++++ Data records ++++
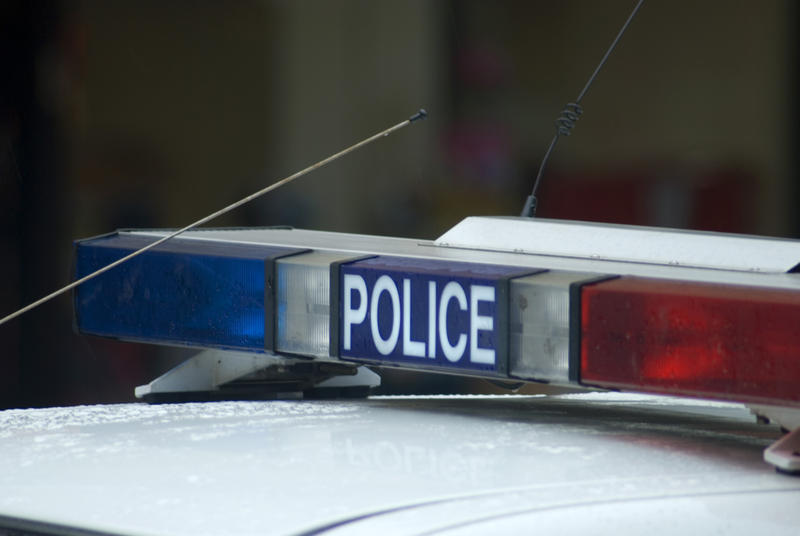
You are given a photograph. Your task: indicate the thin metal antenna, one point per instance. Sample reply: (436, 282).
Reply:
(570, 115)
(421, 114)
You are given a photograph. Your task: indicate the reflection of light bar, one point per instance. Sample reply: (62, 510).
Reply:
(414, 305)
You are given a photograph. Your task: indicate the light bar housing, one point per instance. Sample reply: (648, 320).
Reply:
(718, 333)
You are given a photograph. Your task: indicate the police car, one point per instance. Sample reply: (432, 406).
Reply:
(293, 316)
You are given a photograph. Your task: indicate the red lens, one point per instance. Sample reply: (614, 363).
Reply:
(717, 341)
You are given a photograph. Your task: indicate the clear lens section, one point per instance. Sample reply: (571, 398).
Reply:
(303, 303)
(539, 325)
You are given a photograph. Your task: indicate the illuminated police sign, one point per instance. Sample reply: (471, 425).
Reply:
(429, 314)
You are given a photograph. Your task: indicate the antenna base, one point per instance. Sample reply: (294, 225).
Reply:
(529, 210)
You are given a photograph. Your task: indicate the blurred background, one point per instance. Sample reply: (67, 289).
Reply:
(153, 114)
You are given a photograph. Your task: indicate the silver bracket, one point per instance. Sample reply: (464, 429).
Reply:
(784, 454)
(223, 375)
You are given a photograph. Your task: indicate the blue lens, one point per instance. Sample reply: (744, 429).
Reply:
(183, 292)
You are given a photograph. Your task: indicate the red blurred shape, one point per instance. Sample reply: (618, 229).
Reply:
(707, 340)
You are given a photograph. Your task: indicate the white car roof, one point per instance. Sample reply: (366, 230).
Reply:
(591, 462)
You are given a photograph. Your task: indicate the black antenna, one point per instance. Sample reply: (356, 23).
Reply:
(570, 115)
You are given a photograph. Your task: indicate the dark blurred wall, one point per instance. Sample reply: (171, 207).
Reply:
(139, 114)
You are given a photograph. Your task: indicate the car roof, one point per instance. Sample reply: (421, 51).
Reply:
(410, 465)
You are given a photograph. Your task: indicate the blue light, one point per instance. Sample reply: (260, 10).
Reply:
(183, 292)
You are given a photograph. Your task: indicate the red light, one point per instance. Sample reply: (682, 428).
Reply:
(714, 341)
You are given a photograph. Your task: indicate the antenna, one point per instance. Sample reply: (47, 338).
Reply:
(421, 114)
(570, 115)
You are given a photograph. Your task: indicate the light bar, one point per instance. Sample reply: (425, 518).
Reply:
(419, 313)
(184, 292)
(699, 339)
(501, 321)
(543, 321)
(303, 311)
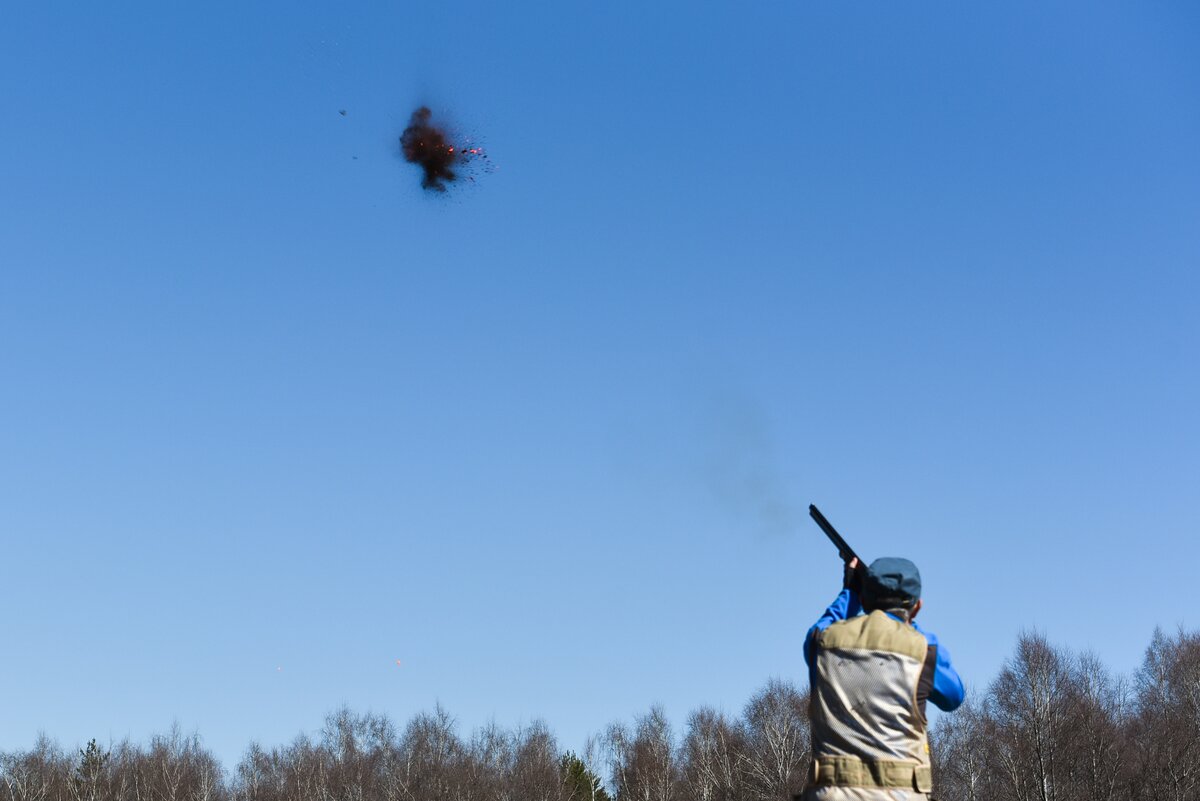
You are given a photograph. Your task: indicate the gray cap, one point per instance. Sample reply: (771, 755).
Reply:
(891, 580)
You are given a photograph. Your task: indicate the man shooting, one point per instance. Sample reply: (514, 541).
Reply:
(871, 670)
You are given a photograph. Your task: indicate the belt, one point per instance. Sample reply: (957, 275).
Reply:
(852, 771)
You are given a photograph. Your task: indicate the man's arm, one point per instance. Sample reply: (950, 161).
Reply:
(845, 606)
(947, 692)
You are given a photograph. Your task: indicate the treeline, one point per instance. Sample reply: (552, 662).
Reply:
(1053, 726)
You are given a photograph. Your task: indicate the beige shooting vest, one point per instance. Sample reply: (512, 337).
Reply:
(871, 675)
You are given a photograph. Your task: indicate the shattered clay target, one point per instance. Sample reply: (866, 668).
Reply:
(443, 161)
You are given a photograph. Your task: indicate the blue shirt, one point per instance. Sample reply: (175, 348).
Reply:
(947, 692)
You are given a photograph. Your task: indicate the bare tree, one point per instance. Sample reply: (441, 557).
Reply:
(713, 756)
(1029, 703)
(1167, 726)
(643, 763)
(778, 754)
(961, 744)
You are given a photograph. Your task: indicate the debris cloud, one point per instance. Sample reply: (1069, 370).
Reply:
(431, 148)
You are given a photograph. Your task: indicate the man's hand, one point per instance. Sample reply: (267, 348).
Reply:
(850, 577)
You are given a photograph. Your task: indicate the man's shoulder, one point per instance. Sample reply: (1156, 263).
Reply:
(875, 632)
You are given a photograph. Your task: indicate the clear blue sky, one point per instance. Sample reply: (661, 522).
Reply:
(550, 440)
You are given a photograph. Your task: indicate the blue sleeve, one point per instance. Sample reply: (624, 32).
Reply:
(845, 606)
(947, 692)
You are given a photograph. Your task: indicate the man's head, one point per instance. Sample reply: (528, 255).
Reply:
(892, 583)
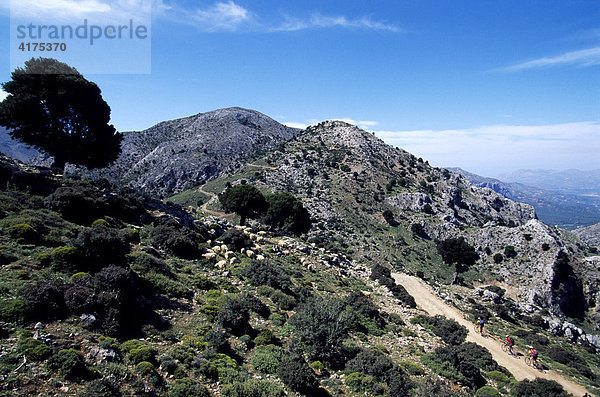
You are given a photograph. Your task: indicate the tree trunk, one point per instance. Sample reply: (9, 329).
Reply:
(58, 165)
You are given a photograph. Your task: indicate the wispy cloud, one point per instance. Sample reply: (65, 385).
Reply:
(581, 58)
(222, 16)
(490, 150)
(323, 21)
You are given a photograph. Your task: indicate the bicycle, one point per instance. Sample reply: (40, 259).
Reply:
(529, 361)
(506, 348)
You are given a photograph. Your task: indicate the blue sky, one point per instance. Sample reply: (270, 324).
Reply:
(490, 86)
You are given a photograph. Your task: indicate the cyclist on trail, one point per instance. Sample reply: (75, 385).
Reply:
(510, 342)
(533, 354)
(480, 323)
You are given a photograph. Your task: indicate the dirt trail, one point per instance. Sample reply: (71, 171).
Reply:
(433, 305)
(213, 197)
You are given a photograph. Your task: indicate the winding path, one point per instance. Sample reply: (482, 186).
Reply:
(433, 305)
(213, 197)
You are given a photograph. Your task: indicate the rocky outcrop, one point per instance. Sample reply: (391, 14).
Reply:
(179, 154)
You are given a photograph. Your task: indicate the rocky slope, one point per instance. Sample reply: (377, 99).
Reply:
(589, 234)
(174, 155)
(347, 178)
(564, 210)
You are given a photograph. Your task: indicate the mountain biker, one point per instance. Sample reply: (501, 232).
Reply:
(533, 354)
(480, 324)
(510, 342)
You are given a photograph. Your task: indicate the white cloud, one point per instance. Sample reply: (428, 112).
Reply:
(490, 150)
(324, 21)
(582, 58)
(220, 17)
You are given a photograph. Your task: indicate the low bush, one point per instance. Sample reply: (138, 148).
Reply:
(102, 388)
(412, 368)
(180, 241)
(266, 359)
(235, 239)
(144, 368)
(65, 259)
(487, 391)
(34, 349)
(252, 388)
(24, 233)
(70, 364)
(101, 246)
(13, 310)
(186, 388)
(449, 330)
(295, 373)
(267, 273)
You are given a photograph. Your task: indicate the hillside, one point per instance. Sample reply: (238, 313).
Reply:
(589, 234)
(567, 211)
(177, 154)
(347, 178)
(108, 293)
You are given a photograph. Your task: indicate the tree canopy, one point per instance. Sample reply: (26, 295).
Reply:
(245, 200)
(55, 109)
(286, 212)
(457, 252)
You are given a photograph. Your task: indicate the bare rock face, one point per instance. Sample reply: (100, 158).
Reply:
(589, 234)
(180, 154)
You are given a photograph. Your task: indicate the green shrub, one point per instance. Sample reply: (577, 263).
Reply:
(267, 273)
(144, 368)
(142, 353)
(252, 388)
(538, 387)
(202, 282)
(44, 259)
(321, 324)
(13, 310)
(143, 263)
(100, 222)
(80, 276)
(23, 233)
(443, 368)
(33, 349)
(180, 241)
(264, 337)
(102, 388)
(360, 383)
(283, 300)
(165, 285)
(235, 239)
(449, 330)
(412, 368)
(65, 259)
(296, 374)
(70, 364)
(266, 359)
(186, 388)
(499, 377)
(487, 391)
(101, 246)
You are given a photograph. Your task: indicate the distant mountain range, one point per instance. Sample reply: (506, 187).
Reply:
(564, 181)
(178, 154)
(566, 210)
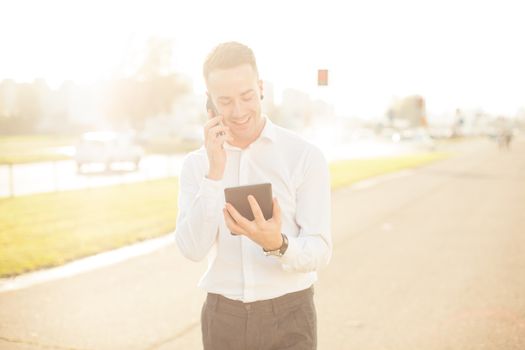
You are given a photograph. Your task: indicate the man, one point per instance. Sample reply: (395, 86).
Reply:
(259, 280)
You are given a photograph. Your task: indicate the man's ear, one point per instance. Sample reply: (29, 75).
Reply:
(261, 89)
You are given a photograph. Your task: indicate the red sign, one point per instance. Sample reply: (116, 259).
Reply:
(322, 77)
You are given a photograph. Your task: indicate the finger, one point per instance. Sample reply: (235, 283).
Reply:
(256, 209)
(237, 217)
(232, 225)
(217, 134)
(276, 212)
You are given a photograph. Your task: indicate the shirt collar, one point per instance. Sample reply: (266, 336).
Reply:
(268, 130)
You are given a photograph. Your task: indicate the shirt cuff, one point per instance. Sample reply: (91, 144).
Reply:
(291, 253)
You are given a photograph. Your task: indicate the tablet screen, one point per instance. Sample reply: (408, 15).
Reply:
(238, 197)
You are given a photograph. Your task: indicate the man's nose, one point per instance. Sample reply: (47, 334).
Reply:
(236, 111)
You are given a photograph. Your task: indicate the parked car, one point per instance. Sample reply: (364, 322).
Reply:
(107, 147)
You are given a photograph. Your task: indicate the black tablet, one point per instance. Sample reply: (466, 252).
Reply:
(238, 197)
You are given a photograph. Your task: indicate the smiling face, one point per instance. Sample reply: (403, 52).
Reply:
(236, 93)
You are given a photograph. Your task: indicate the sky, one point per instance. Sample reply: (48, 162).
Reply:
(457, 54)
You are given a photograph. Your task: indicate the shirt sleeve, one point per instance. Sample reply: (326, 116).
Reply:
(312, 248)
(199, 211)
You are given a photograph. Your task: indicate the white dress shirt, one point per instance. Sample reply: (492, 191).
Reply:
(238, 267)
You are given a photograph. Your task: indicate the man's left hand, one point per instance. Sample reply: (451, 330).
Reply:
(266, 233)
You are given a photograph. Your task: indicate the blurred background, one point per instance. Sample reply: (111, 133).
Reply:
(101, 100)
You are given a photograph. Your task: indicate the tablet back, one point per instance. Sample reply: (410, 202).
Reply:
(238, 197)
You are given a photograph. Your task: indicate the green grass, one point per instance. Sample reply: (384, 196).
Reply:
(51, 229)
(347, 172)
(32, 148)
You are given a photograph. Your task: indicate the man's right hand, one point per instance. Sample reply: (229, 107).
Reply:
(215, 134)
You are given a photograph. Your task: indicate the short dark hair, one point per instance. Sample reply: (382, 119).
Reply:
(229, 55)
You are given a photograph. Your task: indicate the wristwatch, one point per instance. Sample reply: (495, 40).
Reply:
(280, 251)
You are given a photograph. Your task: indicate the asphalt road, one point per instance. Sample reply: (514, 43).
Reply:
(433, 259)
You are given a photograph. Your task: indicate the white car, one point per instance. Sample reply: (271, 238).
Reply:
(107, 147)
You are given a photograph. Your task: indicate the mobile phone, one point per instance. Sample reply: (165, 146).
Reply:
(211, 106)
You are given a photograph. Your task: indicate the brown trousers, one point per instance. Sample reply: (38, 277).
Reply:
(285, 323)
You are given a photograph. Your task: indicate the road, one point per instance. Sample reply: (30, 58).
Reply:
(31, 178)
(430, 260)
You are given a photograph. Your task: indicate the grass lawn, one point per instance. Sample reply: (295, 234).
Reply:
(51, 229)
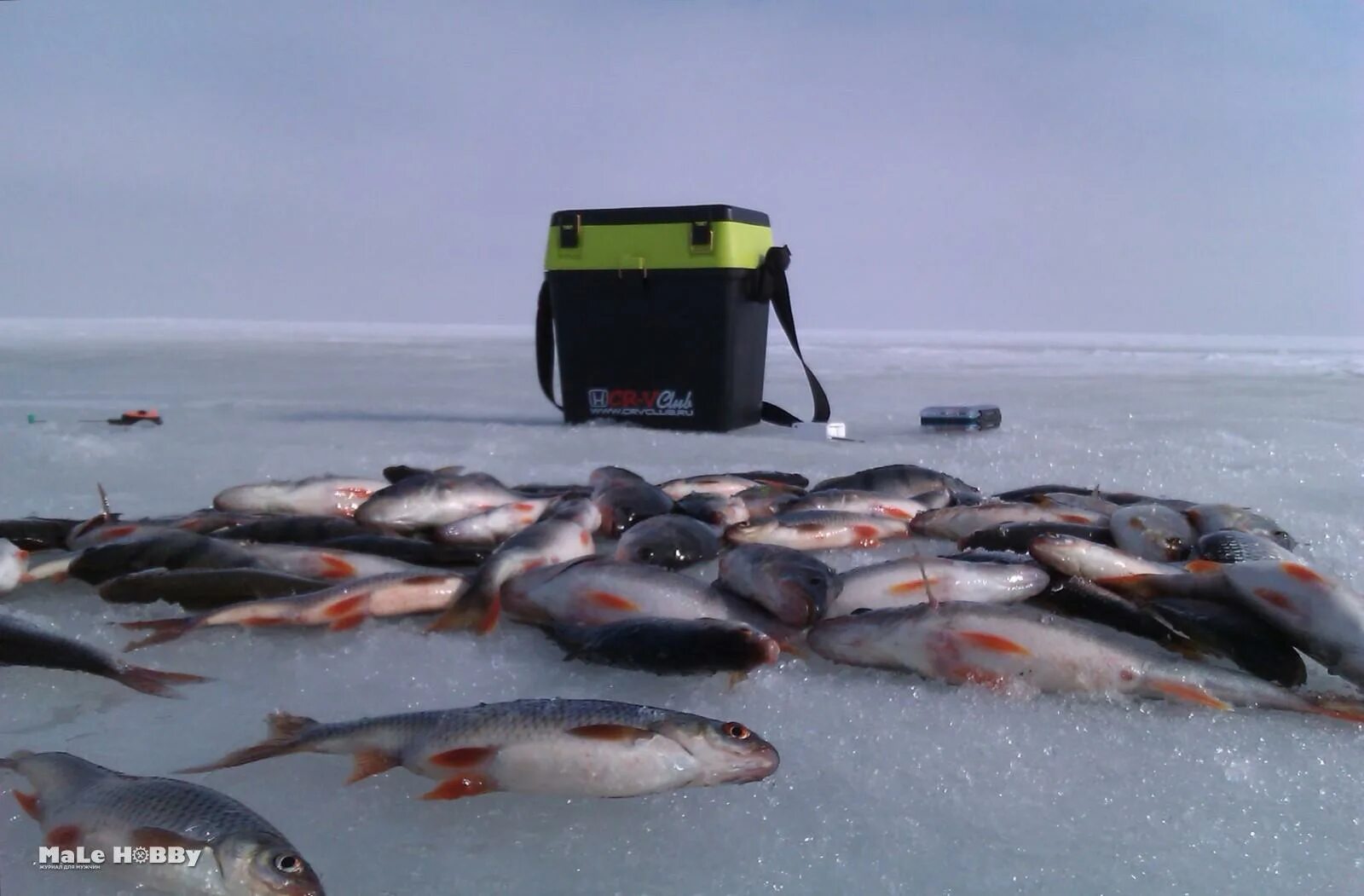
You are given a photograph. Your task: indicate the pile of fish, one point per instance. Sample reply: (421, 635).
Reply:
(1041, 589)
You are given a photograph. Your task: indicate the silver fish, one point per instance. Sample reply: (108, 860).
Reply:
(338, 609)
(922, 580)
(565, 748)
(320, 562)
(597, 591)
(165, 550)
(818, 529)
(625, 500)
(668, 647)
(14, 565)
(1016, 645)
(1061, 500)
(1232, 546)
(317, 495)
(542, 545)
(904, 480)
(493, 525)
(1070, 555)
(723, 512)
(229, 850)
(854, 500)
(580, 511)
(670, 541)
(1153, 532)
(431, 500)
(959, 523)
(1321, 616)
(1217, 517)
(720, 484)
(790, 584)
(767, 500)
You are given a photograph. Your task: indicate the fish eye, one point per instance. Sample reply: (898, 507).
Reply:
(288, 864)
(736, 730)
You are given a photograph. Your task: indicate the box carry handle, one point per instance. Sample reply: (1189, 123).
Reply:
(771, 286)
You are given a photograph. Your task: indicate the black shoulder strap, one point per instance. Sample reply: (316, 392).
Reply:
(772, 288)
(545, 344)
++++
**Given request**
Convert the rows from the line containing "You are given a photograph. Your task: indicate the asphalt" through the line containing "(1041, 589)", both included, into a JSON list of strings with one string per line. Skip blank lines and omit the picture markers.

**Solution for this problem**
[
  "You are given a photograph. Your task: indicate the asphalt road, one point per instance. Sample reply: (514, 43).",
  "Reply:",
  "(433, 259)",
  "You are given a photograph. Your task: indicate the white car, one point per instance. Sample reply: (271, 238).",
  "Reply:",
  "(107, 147)",
  "You are given a photograph. Your task: indicate the mobile phone, one point per instance. Sample reply: (165, 146).",
  "Reply:",
  "(211, 106)",
  "You are given a photograph. Your task: indicate the brown trousers, one point per instance. Sample reply: (38, 277).",
  "Reply:",
  "(285, 323)",
  "You are given a photograph. Your task: indicate the road, one point per instance. Sample reply: (30, 58).",
  "Reply:",
  "(31, 178)",
  "(430, 260)",
  "You are given a photograph. Your task: indicate the grass lawn, one point per instance. Sample reply: (295, 234).",
  "Reply:",
  "(51, 229)",
  "You are given a photograph. Your task: indicate the pile of fish, one point per instance. Sample reply: (421, 635).",
  "Reply:",
  "(1041, 589)"
]